[Input data]
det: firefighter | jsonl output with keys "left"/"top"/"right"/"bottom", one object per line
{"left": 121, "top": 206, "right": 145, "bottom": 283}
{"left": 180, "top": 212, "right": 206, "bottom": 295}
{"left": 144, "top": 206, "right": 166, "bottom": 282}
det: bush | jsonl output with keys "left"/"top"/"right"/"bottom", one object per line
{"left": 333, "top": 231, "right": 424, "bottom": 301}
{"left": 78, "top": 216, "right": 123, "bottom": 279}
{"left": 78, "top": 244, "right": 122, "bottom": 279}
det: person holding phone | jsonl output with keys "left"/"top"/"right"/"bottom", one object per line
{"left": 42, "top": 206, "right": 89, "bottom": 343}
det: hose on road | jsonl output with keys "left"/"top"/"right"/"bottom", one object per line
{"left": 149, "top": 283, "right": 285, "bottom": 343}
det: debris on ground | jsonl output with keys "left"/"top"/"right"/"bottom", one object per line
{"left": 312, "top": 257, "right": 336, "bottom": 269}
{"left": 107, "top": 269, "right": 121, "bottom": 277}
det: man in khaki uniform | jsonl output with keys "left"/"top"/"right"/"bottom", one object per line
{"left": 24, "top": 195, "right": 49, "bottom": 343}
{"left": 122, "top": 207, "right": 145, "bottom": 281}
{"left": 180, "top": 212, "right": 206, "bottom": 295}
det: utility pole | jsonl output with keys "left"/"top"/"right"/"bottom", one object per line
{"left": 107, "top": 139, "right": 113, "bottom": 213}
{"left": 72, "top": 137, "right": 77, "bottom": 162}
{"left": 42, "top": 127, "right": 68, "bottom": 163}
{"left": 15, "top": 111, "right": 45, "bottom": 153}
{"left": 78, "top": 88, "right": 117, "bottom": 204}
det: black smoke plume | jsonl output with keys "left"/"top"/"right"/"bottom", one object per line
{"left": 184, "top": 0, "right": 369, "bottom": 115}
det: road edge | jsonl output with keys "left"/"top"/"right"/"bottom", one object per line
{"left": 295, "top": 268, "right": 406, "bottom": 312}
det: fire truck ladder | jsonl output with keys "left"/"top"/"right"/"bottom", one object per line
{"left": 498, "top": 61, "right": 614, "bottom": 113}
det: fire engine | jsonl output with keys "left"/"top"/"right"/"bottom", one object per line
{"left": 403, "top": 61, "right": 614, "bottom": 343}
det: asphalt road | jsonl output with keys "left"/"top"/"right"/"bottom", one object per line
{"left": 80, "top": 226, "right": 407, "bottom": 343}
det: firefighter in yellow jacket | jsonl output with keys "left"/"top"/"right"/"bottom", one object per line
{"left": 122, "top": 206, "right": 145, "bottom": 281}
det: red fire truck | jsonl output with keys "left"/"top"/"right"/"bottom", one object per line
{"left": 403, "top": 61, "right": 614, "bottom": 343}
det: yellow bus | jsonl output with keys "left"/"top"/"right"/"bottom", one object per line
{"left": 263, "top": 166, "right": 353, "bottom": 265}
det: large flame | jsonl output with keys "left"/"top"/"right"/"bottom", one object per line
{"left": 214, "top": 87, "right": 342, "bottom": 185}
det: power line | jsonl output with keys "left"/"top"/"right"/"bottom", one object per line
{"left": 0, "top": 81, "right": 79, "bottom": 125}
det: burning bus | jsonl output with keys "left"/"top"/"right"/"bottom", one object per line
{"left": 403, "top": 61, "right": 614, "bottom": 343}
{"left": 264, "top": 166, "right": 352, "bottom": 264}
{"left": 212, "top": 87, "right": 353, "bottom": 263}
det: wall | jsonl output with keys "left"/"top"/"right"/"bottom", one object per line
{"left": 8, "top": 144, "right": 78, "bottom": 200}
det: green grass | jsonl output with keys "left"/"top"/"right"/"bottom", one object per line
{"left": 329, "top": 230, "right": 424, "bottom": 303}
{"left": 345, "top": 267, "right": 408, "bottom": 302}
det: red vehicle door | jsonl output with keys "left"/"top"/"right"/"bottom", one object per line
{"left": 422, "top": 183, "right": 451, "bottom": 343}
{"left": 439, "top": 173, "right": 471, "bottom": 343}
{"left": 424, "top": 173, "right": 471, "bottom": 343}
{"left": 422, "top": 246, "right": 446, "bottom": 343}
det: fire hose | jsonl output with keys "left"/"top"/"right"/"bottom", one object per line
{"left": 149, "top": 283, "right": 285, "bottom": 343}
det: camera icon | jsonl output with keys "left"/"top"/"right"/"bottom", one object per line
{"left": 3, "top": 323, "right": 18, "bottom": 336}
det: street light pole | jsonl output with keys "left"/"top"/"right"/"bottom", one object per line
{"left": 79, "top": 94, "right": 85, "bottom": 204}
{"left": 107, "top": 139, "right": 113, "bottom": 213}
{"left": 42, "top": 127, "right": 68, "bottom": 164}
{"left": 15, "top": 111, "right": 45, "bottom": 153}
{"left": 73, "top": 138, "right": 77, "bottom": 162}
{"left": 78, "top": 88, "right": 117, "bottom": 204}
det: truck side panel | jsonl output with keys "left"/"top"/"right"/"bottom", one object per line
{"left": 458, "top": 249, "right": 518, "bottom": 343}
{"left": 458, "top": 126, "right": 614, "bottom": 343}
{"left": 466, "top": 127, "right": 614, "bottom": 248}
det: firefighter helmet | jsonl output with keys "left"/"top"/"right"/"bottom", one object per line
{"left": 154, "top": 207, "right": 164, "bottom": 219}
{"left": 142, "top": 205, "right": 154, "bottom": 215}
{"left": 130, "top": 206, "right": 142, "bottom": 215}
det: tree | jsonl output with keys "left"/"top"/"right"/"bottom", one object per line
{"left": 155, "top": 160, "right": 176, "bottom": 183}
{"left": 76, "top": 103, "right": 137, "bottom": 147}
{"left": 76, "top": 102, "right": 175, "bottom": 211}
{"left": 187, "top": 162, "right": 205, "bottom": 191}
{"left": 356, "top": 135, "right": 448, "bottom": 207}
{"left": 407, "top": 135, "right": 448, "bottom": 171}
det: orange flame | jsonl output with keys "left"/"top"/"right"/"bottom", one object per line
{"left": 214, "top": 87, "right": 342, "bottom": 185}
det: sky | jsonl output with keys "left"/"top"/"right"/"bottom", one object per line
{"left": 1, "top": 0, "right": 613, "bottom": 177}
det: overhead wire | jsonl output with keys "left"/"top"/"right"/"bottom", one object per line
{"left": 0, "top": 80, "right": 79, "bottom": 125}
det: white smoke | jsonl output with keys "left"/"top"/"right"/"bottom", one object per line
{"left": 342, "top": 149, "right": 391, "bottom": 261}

[Task prompt] The data is to be given again in full, with every line exact.

[Answer area]
det: firefighter | jsonl output with keys "left"/"top"/"right"/"bottom", one object per line
{"left": 121, "top": 206, "right": 145, "bottom": 283}
{"left": 180, "top": 212, "right": 206, "bottom": 295}
{"left": 144, "top": 206, "right": 166, "bottom": 282}
det: bush | jsonl output with keys "left"/"top"/"right"/"bottom", one object per line
{"left": 333, "top": 231, "right": 424, "bottom": 301}
{"left": 78, "top": 216, "right": 123, "bottom": 279}
{"left": 78, "top": 244, "right": 122, "bottom": 279}
det: person holding phone | jsonl output with keys "left"/"top"/"right"/"bottom", one object per line
{"left": 42, "top": 206, "right": 89, "bottom": 343}
det: hose on road | jsonl output with keys "left"/"top"/"right"/"bottom", one object per line
{"left": 149, "top": 283, "right": 285, "bottom": 343}
det: debris on ground | jsonl output with keys "left"/"top"/"right"/"bottom", one object per line
{"left": 312, "top": 257, "right": 336, "bottom": 269}
{"left": 107, "top": 269, "right": 121, "bottom": 277}
det: man in khaki uniform | jsonl output with keys "left"/"top"/"right"/"bottom", one object per line
{"left": 24, "top": 195, "right": 49, "bottom": 343}
{"left": 122, "top": 207, "right": 145, "bottom": 281}
{"left": 180, "top": 212, "right": 206, "bottom": 295}
det: utility pole | jsonl output with keys "left"/"top"/"right"/"bottom", one object per line
{"left": 107, "top": 139, "right": 113, "bottom": 213}
{"left": 72, "top": 137, "right": 77, "bottom": 162}
{"left": 42, "top": 127, "right": 68, "bottom": 163}
{"left": 15, "top": 111, "right": 45, "bottom": 153}
{"left": 78, "top": 88, "right": 117, "bottom": 204}
det: black smoke plume | jsonl output with keys "left"/"top"/"right"/"bottom", one object per line
{"left": 184, "top": 0, "right": 369, "bottom": 115}
det: road edge | jsonl output with keys "left"/"top"/"right"/"bottom", one object per line
{"left": 295, "top": 268, "right": 406, "bottom": 312}
det: fire truck ladder | jsonl output with keys "left"/"top"/"right"/"bottom", one object per line
{"left": 498, "top": 61, "right": 614, "bottom": 113}
det: fire engine | jsonl output with keys "left"/"top"/"right"/"bottom", one object per line
{"left": 403, "top": 61, "right": 614, "bottom": 343}
det: asphalt road | jsonl output with keys "left"/"top"/"right"/"bottom", one object per line
{"left": 80, "top": 226, "right": 407, "bottom": 343}
det: firefighter in yellow jacket | jsonl output with keys "left"/"top"/"right"/"bottom", one object per line
{"left": 122, "top": 206, "right": 145, "bottom": 281}
det: red fire truck | jsonl output with keys "left"/"top"/"right"/"bottom", one object per line
{"left": 403, "top": 61, "right": 614, "bottom": 343}
det: yellow bus | jsonl output with keys "left"/"top"/"right"/"bottom", one object per line
{"left": 263, "top": 166, "right": 353, "bottom": 265}
det: large flame | jsonl output with keys "left"/"top"/"right"/"bottom", one object per line
{"left": 214, "top": 87, "right": 342, "bottom": 185}
det: power line | jsonl output with keys "left"/"top"/"right"/"bottom", one object per line
{"left": 0, "top": 81, "right": 79, "bottom": 125}
det: burning bus | jsonl output with keys "left"/"top"/"right"/"bottom", one object per line
{"left": 403, "top": 61, "right": 614, "bottom": 343}
{"left": 264, "top": 166, "right": 352, "bottom": 264}
{"left": 212, "top": 87, "right": 353, "bottom": 263}
det: wall | jsonl output with keys "left"/"top"/"right"/"bottom", one object per line
{"left": 8, "top": 144, "right": 78, "bottom": 200}
det: green grass | jsonl output with keys "left"/"top"/"right"/"bottom", one object per line
{"left": 329, "top": 230, "right": 424, "bottom": 303}
{"left": 345, "top": 267, "right": 408, "bottom": 302}
det: red vehicle door | jsonl output with keys "left"/"top"/"right"/"bottom", one object per line
{"left": 422, "top": 183, "right": 451, "bottom": 343}
{"left": 439, "top": 173, "right": 471, "bottom": 343}
{"left": 424, "top": 173, "right": 471, "bottom": 343}
{"left": 422, "top": 246, "right": 446, "bottom": 343}
det: fire hose | jsonl output with keys "left"/"top"/"right"/"bottom", one object per line
{"left": 149, "top": 283, "right": 285, "bottom": 343}
det: camera icon | jsonl output with keys "left"/"top"/"right"/"bottom", one object per line
{"left": 3, "top": 323, "right": 18, "bottom": 336}
det: street light pole | jsonl output with keys "left"/"top"/"right"/"bottom", one object per line
{"left": 79, "top": 94, "right": 85, "bottom": 204}
{"left": 107, "top": 139, "right": 113, "bottom": 213}
{"left": 42, "top": 127, "right": 68, "bottom": 164}
{"left": 15, "top": 111, "right": 45, "bottom": 153}
{"left": 73, "top": 138, "right": 77, "bottom": 162}
{"left": 78, "top": 88, "right": 117, "bottom": 204}
det: truck side panel | jsonl output with keys "left"/"top"/"right"/"bottom", one object per line
{"left": 458, "top": 249, "right": 518, "bottom": 343}
{"left": 458, "top": 126, "right": 614, "bottom": 343}
{"left": 466, "top": 127, "right": 614, "bottom": 248}
det: firefighter helmet | jsonl output with keys "left"/"top"/"right"/"bottom", one object per line
{"left": 154, "top": 207, "right": 164, "bottom": 219}
{"left": 142, "top": 205, "right": 154, "bottom": 215}
{"left": 130, "top": 206, "right": 142, "bottom": 215}
det: tree | jsonl output with keys "left"/"top"/"right"/"bottom", one object per line
{"left": 155, "top": 160, "right": 176, "bottom": 183}
{"left": 76, "top": 103, "right": 137, "bottom": 147}
{"left": 76, "top": 102, "right": 175, "bottom": 211}
{"left": 187, "top": 162, "right": 205, "bottom": 191}
{"left": 356, "top": 135, "right": 448, "bottom": 207}
{"left": 407, "top": 135, "right": 448, "bottom": 171}
det: orange flame | jsonl output with keys "left"/"top"/"right"/"bottom", one object per line
{"left": 214, "top": 87, "right": 342, "bottom": 185}
det: sky | jsonl output with keys "left"/"top"/"right"/"bottom", one object per line
{"left": 1, "top": 0, "right": 613, "bottom": 177}
det: overhead wire | jsonl output with keys "left"/"top"/"right"/"bottom", one object per line
{"left": 0, "top": 80, "right": 79, "bottom": 125}
det: white smoke | jsonl output with keys "left"/"top"/"right"/"bottom", one object per line
{"left": 342, "top": 149, "right": 391, "bottom": 261}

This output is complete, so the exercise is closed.